Integrated Starter Alternator (ISA)
An integrated starter/alternator (ISA) will combine the functions of an alternator to recharge the battery and an electric motor for providing initial propulsion and starting the engine.

Energy Storage Systems (Batteries, Ultracapacitors)
The batteries of the future will need the power to start the car and also operate powerful by-wire systems, store regenerative braking energy and to operate hybrid vehicles with the demands of increasingly more powerful motor drives. Ultracapacitors also can play an important role in starting internal combustion engines of large vehicles -- especially in cold weather -- with their ability to supply very large current for short periods. With a short-term ability to store a large amount of current, ultracapacitors also can play a role in regenerative braking. They also can provide electrical backup to critical systems if battery power is lost, such as for power doors or windows.

Enable "By-Wire" Systems (Steering, Braking, etc)
"By-Wire" refers to the electric/electronic controls that ultimately will replace or assist traditional automotive mechanical or hydraulic systems such as steering, braking, suspension and throttle control.

Electric Pumps and Compressors
Advanced electrical systems make possible the use of electric water pumps for engine cooling or electric compressors in air conditioning systems. No longer connected to the engine by pulleys and belts, motors for electric compressors or pumps can be located in other locations under the hood or elsewhere in the vehicle to provide better functionality.

══════════════════════════════

Tasks and exercises
A) From the text on vehicle electrical systems, rewrite the paragraph beginning "The batteries of the future" as a short bulleted list that keeps its main facts.
B) Summarize the text on vehicle electrical systems in two sentences.
C) Answer these questions from the text on vehicle electrical systems:
(i) Which two functions does an integrated starter/alternator combine?
(ii) Which four traditional systems are named as ones that by-wire controls will replace or assist?
(iii) What no longer connects electric compressors or pumps to the engine?
These records have no connection to the text above.

Rows from a box labeling dataset
══════════════════════════════

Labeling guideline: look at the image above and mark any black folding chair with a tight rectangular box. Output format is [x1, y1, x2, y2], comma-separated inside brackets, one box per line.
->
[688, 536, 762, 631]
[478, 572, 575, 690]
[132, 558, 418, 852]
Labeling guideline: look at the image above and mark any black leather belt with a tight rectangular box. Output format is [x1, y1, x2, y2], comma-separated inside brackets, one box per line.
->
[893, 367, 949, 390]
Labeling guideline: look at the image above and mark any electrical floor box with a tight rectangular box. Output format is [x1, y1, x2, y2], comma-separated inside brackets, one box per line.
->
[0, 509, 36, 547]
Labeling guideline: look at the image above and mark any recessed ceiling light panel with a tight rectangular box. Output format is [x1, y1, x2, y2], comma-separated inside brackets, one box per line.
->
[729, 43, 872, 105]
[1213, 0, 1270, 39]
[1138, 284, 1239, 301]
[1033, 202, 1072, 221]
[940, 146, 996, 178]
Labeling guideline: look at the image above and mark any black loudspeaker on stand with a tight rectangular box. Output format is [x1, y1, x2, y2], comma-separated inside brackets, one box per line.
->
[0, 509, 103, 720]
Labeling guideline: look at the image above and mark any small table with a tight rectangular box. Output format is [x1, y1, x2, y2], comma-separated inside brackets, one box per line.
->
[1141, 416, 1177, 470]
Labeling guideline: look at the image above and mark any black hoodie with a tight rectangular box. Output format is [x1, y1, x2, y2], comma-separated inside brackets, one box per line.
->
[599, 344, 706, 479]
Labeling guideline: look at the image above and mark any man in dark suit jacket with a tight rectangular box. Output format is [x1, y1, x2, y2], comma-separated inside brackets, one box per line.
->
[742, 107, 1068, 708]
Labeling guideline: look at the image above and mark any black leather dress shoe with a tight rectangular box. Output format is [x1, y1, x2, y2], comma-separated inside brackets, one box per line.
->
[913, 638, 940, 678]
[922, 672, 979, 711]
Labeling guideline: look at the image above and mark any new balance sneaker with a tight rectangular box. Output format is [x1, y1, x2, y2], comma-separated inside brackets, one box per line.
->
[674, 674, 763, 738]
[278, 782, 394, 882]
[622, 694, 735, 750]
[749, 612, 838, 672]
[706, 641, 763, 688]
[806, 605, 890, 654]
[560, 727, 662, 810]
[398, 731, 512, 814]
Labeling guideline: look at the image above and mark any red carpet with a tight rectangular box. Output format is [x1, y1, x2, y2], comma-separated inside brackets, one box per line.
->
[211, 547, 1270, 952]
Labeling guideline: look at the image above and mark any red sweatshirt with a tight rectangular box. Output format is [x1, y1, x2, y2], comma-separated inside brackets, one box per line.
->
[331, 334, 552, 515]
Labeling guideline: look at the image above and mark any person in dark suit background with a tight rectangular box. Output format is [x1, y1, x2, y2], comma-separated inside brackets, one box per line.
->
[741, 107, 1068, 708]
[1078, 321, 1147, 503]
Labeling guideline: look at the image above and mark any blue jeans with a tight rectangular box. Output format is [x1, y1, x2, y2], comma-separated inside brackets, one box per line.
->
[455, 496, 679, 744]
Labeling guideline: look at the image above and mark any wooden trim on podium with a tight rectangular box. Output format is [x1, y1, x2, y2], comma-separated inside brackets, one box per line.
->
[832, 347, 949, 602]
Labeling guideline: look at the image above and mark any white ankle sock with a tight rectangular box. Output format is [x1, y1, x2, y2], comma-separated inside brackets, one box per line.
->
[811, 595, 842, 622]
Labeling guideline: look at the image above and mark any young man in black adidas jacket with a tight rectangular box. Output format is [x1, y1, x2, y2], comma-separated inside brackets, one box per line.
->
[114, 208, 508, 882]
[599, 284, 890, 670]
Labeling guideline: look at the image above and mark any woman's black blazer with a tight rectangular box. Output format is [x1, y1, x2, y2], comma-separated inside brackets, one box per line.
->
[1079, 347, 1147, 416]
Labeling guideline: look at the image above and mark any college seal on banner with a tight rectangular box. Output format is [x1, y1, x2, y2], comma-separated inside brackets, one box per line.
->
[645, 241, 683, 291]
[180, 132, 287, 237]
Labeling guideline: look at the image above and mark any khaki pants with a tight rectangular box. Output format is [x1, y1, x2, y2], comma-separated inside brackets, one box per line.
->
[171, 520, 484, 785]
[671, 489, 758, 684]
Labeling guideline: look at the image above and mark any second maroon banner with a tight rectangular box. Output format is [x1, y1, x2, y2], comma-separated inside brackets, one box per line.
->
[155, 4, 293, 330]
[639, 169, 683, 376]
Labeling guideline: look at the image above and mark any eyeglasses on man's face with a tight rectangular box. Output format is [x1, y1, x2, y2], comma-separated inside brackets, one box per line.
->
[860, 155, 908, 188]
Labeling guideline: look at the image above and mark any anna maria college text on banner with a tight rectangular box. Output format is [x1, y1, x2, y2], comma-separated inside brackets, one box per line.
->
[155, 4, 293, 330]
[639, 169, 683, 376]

══════════════════════════════

Responses
A)
- Future batteries will need to start the car, run powerful by-wire systems, store regenerative braking energy, and meet the demands of increasingly powerful motor drives in hybrid vehicles.
- Ultracapacitors can help start the internal combustion engines of large vehicles, especially in cold weather, because they can supply very large current for short periods.
- Their short-term ability to store a large amount of current also gives them a role in regenerative braking.
- They can provide electrical backup to critical systems, such as power doors or windows, if battery power is lost.

B) An integrated starter/alternator combines battery recharging with an electric motor that starts the engine and provides initial propulsion, while future batteries and ultracapacitors will need to handle starting, by-wire systems, regenerative braking, and backup power. By-wire systems will replace or assist mechanical and hydraulic systems such as steering and braking, and advanced electrical systems allow electric pumps and compressors that are no longer belt-driven to be placed elsewhere in the vehicle for better functionality.

C)
(i) It combines an alternator that recharges the battery with an electric motor that provides initial propulsion and starts the engine.
(ii) Steering, braking, suspension, and throttle control.
(iii) Pulleys and belts.